→ **Instructions for the task**: Count the lines in the rows below that contain the string "Target". Reply with the number alone.

BEGIN Rows

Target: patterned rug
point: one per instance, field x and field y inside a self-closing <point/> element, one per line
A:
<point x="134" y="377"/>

END Rows
BEGIN Rows

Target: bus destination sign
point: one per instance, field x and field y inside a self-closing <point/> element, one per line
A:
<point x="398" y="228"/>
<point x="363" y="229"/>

END Rows
BEGIN Rows

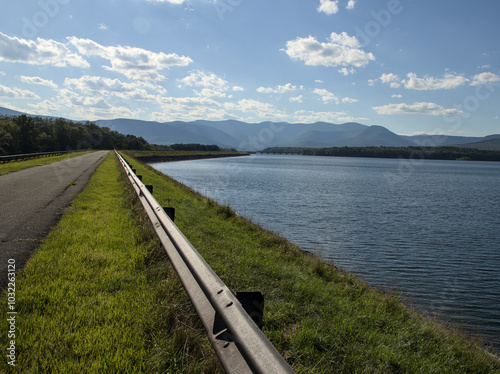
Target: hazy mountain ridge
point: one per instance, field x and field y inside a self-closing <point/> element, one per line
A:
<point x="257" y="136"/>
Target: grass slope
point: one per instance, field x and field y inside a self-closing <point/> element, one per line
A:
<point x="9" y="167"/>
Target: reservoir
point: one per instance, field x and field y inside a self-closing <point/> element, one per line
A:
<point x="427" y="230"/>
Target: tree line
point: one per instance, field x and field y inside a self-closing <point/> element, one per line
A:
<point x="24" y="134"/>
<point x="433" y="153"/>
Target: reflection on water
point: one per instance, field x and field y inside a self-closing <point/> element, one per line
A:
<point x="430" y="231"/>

END Rows

→ **Answer to this exercise**: 7